Фрагмент текста -

Сначала мое окно смотрело на Малую Никитскую, тогда Качалова ул., строго в окна ГДРЗ, и потому 19 августа 1991 года я увидела у подъезда танки (дом радио — режимный объект). Стены противостоящих домов, моего и радиокомитетского, слева танк и справа танк, — образовали прямоугольник. Я приглядывала за геометрией Клио с моего третьего этажа все три дня. Маневрируя, танки попортили асфальт. Моя дочь строго указала танкистам, что портить асфальт у нашего подъезда нельзя. В свои четыре года она знала элементарные вещи. Все, что было на Садовом кольце, я тоже видела своими глазами, поскольку наша пресненская Клио всегда щедро суфлирует мне куда пойти сегодня вечером. Ни разу не промахнулась. Уважает прессу.
Дом наш был из доходных 1905 года постройки. Парадный подъезд, черный ход, нежно-молочный кабанчик по фасаду, метлахская плитка на площадках, лестницы широкие, ступеньки низкие — под спокойную человеческую ногу; деревянные перила, витые балясины, лепнина по потолку; дубовый паркет оттенков майского меда, подоконники мраморные. Я любила дом, бесчисленных соседей, работу в газете, Москву безусловно и беспримесно, и жизнь долго-долго была дивно хороша. Ни большая зарплата, ни отдельная квартира — то есть обычные причины семейного разлада — не светили нам, и переживать за целостность и градус домашней любви не приходилось.

Исходные данные -
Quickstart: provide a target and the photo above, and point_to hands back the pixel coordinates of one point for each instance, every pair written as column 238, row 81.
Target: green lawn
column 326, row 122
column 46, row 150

Что требуется -
Как перевести на английский язык предложение «Моя дочь строго указала танкистам, что портить асфальт у нашего подъезда нельзя.» из фрагмента текста о доме на Малой Никитской? Данные здесь никакой роли не играют.

Готовый ответ -
My daughter sternly told the tank crews that they were not allowed to damage the asphalt by our entrance.